=== Text block ===

= = = = = = =

# Another nice daytime channel



## neocats1 (Oct 14, 2006)

Pulled out another nice channel today. 9# 11 oz. Caught on a shad head around 3:30PM right before the strong wind started.


----------



## NorthSouthOhioFisherman (May 7, 2007)

Nice!
Looks pretty darn big for a public lake


----------



## neocats1 (Oct 14, 2006)

and it got released too.


----------



## KATKING (Jun 10, 2006)

what lake is that if you dont mind me asking


----------



## gainer888 (Sep 27, 2007)

Looks to me like Spencer Lake. I drove in there Sun morn and saw 2 "Team OGF" stickers on trucks. I admire the dedication whoever it was because it was pouring rain all morning....die-hards!

Nice catfish too!


----------



## hunted (Dec 10, 2006)

nice channel neo


----------



## neocats1 (Oct 14, 2006)

= = = = = = =

=== Entries provided ===
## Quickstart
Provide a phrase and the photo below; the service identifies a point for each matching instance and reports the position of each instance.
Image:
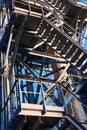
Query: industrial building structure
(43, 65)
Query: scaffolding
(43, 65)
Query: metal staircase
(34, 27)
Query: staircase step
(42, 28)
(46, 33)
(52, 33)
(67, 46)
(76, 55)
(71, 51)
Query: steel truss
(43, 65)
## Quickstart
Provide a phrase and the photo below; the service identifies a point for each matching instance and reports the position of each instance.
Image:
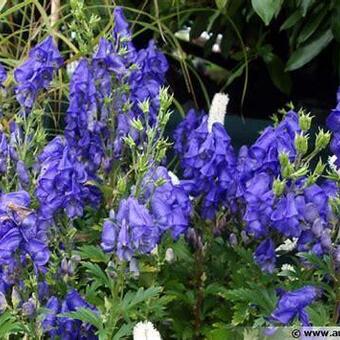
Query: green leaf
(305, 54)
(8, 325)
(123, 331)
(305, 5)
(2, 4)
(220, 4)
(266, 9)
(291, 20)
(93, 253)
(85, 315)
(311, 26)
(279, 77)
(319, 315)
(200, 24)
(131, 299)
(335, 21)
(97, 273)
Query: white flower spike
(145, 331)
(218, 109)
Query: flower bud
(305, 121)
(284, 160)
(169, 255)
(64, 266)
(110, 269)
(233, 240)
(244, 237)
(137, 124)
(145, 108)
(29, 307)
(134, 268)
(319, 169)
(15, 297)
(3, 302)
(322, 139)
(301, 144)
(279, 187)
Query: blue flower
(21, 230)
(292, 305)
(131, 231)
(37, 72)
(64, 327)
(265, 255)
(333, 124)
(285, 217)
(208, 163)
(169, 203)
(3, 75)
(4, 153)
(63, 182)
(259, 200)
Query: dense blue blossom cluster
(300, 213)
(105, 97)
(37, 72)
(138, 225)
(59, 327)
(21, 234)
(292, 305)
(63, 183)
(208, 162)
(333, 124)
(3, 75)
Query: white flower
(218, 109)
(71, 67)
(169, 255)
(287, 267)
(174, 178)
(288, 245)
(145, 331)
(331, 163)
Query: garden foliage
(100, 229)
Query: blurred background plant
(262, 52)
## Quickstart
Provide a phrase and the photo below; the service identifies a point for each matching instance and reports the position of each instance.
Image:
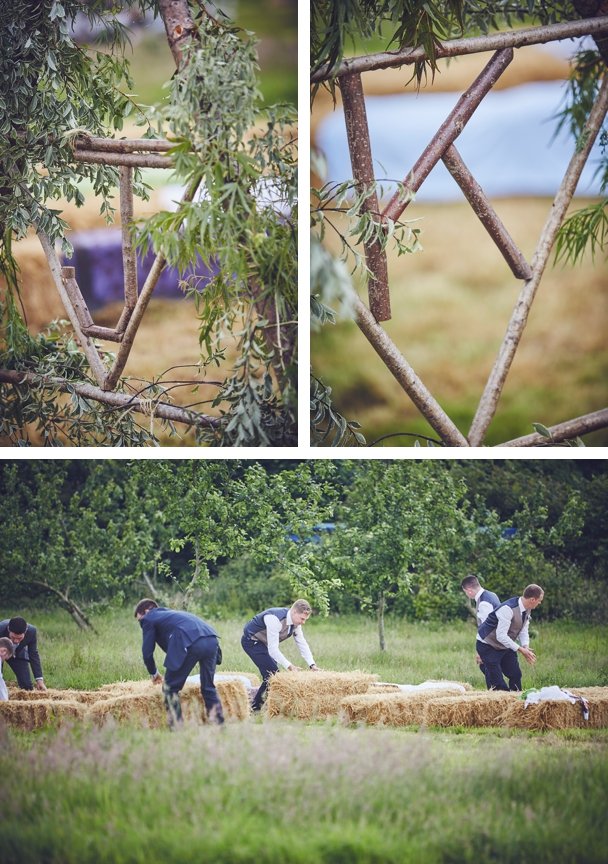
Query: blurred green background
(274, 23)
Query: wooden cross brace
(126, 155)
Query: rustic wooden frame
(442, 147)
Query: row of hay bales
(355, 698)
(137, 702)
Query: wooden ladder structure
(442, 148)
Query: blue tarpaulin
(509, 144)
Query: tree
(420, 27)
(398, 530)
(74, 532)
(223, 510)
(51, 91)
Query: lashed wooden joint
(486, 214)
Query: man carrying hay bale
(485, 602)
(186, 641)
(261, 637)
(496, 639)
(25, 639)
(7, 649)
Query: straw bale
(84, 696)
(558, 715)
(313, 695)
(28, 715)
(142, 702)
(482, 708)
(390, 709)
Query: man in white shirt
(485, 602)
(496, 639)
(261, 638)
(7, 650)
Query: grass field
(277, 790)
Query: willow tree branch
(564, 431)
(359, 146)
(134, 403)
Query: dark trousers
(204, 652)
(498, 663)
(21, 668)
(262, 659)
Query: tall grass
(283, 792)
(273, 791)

= = = = = = =

=== Aim ===
In the catfish thread, why does gainer888 admire whoever owned the trucks with "Team OGF" stickers? Answer in one to three sentences. The material is separate from the catfish thread.

=== Written response ===
gainer888 admires their dedication because it was pouring rain all morning when the trucks were there on Sunday morning. The post calls them die-hards for it.